***** RECORDS TO USE
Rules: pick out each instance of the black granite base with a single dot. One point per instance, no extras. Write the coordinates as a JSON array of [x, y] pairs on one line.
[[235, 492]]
**********
***** RECORDS TO USE
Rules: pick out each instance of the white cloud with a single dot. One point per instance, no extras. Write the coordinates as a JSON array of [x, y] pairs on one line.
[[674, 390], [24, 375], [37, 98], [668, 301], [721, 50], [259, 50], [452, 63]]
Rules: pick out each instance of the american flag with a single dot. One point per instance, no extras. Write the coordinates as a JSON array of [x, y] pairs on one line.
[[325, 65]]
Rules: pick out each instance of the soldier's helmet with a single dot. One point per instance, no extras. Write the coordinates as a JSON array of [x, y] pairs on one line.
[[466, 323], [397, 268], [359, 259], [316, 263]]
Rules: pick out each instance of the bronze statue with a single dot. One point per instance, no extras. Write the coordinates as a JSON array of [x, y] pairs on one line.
**********
• [WHAT TO WORK ON]:
Convert the items into a JSON list of strings, one string per line, omitting blank lines. Begin at the line that contains "Rules: pick out each instance of the black" and stop after the line that contains "[[235, 492]]".

• [EXPECTED ANSWER]:
[
  "Rules: pick out each instance of the black granite base with a single dot. One point per instance, no extras. Write the coordinates as a JSON array of [x, y] pairs on one line.",
  "[[235, 492]]"
]